| Supplied text |

----------------------------------------

Regular readers of my blog know that this question, or concept, intrigues me as do few others. I’ve frequently quoted the great Prof. Peynaud, who says terroir is Mother Nature; when man brings his or her own touch to the finished product, the combination of the two, he calls “cru.” As he expresses it, somewhat complexly, in The Taste of Wine: The Art and Science of Wine Appreciation, “The cru…is the wine-producing property, the chateau, different from its neighbors.” At the same time, this definition includes not just physical attributes such as climate, soils, slope, elevation and so on, but “the three activities of production, processing and marketing.” And P.R.? Yes, that too.

This definition of terroir is pretty broad; it’s one I accept, and if everyone else did, we could cease these eternal hand-wringings on what constitutes terroir. Still, the definition raises exciting and troubling implications: If I take the grapes from a single wine-producing property, divide them into three parts, and give three different winemakers one of those parts to vinify, will the resulting wines all show the terroir of the site? Or will they be so different that we can only explain their distinctions by the technique of their winemakers?

----------------------------------------

(Stored data entries)
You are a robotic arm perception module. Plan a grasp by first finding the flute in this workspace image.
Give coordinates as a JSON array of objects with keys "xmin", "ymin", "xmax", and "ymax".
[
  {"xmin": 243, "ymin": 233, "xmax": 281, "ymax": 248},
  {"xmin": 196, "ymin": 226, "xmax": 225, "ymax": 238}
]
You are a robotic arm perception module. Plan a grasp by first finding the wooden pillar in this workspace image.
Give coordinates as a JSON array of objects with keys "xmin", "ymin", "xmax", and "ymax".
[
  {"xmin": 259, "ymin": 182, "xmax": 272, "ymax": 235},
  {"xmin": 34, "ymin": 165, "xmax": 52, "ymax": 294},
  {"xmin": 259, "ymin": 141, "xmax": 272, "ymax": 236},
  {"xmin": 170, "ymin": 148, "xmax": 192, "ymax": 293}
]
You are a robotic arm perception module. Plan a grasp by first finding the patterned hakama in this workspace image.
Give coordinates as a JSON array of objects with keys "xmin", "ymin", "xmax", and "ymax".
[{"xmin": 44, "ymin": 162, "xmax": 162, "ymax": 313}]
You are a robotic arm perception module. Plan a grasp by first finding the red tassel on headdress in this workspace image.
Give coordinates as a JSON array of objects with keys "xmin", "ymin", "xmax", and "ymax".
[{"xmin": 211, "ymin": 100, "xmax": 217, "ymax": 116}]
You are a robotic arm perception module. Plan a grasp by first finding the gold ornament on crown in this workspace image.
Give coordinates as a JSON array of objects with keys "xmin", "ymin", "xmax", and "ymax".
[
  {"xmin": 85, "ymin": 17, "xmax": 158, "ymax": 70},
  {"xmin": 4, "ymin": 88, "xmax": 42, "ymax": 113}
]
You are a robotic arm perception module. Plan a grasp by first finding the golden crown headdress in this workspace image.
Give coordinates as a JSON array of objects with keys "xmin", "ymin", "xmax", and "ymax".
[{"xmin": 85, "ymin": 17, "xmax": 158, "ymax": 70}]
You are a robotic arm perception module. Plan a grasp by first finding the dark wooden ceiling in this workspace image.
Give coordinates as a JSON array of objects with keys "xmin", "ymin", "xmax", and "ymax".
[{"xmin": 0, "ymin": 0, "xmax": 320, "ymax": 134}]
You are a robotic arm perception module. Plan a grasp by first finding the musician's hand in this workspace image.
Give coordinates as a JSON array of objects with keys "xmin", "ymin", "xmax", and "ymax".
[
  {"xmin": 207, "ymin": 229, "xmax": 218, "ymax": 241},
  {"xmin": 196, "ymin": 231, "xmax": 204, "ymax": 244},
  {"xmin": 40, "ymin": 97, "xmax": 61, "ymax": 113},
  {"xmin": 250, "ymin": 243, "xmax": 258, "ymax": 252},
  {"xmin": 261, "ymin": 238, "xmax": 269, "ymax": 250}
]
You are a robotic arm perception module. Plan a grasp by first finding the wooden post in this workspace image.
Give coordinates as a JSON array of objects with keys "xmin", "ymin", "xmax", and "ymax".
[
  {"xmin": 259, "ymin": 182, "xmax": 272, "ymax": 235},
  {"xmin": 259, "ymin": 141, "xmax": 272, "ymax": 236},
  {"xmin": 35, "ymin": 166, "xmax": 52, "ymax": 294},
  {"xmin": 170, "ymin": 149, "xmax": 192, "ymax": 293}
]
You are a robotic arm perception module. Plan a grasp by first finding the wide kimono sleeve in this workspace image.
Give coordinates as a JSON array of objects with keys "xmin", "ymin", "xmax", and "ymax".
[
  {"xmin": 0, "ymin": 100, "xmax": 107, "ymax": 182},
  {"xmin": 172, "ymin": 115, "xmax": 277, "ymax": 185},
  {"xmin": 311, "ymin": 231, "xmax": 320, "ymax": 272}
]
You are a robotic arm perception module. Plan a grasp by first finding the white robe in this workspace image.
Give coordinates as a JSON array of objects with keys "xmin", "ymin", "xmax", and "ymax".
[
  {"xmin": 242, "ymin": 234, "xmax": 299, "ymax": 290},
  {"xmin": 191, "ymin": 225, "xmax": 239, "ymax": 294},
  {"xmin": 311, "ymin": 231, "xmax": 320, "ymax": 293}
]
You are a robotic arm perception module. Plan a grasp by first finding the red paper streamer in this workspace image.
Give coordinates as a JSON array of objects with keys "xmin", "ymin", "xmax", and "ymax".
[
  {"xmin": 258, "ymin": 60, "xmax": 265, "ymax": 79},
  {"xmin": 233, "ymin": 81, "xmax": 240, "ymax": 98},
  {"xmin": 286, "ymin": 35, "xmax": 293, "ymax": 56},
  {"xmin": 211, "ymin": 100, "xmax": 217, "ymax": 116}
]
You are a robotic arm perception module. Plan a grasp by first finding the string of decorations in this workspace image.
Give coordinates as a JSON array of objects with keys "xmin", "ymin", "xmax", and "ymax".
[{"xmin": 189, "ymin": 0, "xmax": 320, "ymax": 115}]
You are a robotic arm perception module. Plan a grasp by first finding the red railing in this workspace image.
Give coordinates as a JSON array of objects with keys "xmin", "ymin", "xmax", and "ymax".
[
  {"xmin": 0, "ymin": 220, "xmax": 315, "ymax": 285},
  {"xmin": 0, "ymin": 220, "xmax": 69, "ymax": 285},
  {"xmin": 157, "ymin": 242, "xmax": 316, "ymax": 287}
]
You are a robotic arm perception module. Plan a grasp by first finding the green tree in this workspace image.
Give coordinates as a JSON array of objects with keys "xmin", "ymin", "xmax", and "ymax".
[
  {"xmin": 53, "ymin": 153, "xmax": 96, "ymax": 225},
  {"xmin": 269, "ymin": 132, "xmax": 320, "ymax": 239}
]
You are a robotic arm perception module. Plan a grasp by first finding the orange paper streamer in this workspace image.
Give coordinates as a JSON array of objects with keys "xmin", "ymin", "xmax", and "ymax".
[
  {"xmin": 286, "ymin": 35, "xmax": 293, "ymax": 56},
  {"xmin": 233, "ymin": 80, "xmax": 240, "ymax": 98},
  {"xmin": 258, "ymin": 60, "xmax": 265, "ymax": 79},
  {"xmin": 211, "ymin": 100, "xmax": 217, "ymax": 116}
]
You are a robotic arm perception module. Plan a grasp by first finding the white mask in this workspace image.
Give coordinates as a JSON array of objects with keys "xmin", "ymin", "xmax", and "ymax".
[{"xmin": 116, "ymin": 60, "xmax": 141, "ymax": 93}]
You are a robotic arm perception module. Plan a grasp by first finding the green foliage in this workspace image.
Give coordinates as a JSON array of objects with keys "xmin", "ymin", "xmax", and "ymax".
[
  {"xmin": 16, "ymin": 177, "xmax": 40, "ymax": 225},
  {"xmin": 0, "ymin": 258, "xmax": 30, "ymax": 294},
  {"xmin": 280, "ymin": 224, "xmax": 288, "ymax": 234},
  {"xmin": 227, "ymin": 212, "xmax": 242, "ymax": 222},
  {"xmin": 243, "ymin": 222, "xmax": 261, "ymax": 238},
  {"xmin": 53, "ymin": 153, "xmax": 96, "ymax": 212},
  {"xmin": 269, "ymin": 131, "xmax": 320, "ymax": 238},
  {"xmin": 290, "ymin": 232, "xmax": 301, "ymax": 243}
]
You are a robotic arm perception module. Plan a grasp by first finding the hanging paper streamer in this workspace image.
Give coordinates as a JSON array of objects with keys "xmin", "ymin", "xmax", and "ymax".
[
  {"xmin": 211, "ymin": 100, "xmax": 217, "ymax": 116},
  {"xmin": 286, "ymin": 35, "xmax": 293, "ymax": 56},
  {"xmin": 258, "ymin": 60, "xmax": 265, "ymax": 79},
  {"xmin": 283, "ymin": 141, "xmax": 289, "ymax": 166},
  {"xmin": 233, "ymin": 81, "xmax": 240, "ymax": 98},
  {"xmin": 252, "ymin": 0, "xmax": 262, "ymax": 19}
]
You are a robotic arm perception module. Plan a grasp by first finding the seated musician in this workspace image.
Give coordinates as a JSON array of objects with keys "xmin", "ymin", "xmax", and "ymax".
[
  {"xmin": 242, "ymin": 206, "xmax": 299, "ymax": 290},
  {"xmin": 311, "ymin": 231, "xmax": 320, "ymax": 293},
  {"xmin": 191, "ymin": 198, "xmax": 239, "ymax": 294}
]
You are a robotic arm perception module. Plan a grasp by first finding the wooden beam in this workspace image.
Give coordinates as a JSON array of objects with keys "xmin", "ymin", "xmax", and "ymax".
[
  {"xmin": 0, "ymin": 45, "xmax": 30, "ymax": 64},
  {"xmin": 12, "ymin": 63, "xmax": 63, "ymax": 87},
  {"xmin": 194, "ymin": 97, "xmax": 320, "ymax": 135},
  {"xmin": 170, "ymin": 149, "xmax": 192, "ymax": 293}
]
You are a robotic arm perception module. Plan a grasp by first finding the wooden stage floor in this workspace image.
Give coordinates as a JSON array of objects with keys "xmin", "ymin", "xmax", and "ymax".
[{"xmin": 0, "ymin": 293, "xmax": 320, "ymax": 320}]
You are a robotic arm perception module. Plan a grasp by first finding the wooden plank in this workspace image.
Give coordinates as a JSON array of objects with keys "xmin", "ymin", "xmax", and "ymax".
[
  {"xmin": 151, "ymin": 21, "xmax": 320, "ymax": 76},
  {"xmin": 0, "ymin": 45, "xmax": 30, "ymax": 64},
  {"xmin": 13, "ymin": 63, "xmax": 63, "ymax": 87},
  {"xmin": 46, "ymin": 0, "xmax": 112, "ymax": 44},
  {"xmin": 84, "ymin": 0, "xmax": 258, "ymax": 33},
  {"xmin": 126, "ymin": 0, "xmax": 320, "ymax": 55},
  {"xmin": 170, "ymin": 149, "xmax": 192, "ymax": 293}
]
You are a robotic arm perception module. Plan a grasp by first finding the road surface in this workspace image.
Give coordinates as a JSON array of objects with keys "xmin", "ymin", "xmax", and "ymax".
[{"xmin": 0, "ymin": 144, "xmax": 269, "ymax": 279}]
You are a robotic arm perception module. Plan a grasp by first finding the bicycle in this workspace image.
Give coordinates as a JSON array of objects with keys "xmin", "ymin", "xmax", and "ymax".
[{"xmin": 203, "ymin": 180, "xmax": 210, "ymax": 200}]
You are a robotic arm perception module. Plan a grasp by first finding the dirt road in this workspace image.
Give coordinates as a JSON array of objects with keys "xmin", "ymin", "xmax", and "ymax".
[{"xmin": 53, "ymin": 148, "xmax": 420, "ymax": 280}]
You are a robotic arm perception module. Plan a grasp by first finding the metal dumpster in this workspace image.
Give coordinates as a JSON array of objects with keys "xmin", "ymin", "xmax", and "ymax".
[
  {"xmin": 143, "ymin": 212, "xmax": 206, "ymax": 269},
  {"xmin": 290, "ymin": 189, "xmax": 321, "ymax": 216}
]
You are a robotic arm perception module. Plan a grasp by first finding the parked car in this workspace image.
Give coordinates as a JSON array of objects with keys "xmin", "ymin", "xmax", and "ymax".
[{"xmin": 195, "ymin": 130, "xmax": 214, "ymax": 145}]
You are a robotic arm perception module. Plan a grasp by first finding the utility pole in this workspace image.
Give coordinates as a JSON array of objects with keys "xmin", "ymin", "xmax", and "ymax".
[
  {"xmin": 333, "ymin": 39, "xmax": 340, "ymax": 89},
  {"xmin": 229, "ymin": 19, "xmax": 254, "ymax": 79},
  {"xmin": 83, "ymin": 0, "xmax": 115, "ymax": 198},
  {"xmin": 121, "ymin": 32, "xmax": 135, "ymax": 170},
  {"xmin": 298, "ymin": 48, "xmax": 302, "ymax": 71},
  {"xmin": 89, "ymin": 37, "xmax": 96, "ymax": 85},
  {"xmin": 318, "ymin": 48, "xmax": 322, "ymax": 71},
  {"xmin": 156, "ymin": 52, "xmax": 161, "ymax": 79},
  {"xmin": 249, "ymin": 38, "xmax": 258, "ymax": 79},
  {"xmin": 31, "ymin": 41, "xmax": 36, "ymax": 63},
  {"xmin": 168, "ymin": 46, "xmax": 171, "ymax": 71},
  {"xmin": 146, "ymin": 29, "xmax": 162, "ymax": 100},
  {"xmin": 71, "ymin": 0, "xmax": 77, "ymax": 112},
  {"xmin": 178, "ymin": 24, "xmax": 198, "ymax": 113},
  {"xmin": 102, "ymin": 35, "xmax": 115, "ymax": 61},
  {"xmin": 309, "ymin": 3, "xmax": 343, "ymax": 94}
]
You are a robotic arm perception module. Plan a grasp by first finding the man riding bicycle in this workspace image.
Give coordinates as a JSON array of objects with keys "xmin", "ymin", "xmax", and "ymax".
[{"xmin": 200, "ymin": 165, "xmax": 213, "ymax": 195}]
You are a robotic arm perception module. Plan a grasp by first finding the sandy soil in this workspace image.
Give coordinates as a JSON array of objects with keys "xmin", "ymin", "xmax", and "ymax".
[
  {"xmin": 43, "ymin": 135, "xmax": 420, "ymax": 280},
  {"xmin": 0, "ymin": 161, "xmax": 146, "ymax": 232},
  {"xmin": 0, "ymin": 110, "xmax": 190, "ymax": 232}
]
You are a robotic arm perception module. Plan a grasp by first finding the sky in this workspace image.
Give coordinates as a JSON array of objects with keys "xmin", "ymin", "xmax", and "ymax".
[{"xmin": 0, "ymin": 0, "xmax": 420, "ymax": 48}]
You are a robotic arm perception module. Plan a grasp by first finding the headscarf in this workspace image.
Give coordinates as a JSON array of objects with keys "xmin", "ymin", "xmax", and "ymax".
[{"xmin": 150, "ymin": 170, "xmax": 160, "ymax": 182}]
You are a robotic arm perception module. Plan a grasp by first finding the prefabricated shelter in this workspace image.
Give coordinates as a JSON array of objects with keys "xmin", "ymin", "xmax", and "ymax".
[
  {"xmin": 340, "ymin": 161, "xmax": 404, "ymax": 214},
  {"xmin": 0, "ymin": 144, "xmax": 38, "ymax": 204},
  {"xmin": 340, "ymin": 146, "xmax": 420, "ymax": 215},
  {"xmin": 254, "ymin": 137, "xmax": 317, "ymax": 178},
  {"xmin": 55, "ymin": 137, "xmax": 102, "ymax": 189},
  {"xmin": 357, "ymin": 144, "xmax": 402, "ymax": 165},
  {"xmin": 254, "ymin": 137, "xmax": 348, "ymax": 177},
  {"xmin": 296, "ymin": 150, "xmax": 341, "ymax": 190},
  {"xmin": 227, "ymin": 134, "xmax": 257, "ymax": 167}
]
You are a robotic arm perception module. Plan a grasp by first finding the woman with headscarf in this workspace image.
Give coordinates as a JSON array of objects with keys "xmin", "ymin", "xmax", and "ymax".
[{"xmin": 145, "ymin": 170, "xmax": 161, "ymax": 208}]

----------------------------------------

| Direction |
From the excerpt on terroir, set down the passage that begins at the words "This definition of" and stops after "of their winemakers?".

| Expected answer |
This definition of terroir is pretty broad; it’s one I accept, and if everyone else did, we could cease these eternal hand-wringings on what constitutes terroir. Still, the definition raises exciting and troubling implications: If I take the grapes from a single wine-producing property, divide them into three parts, and give three different winemakers one of those parts to vinify, will the resulting wines all show the terroir of the site? Or will they be so different that we can only explain their distinctions by the technique of their winemakers?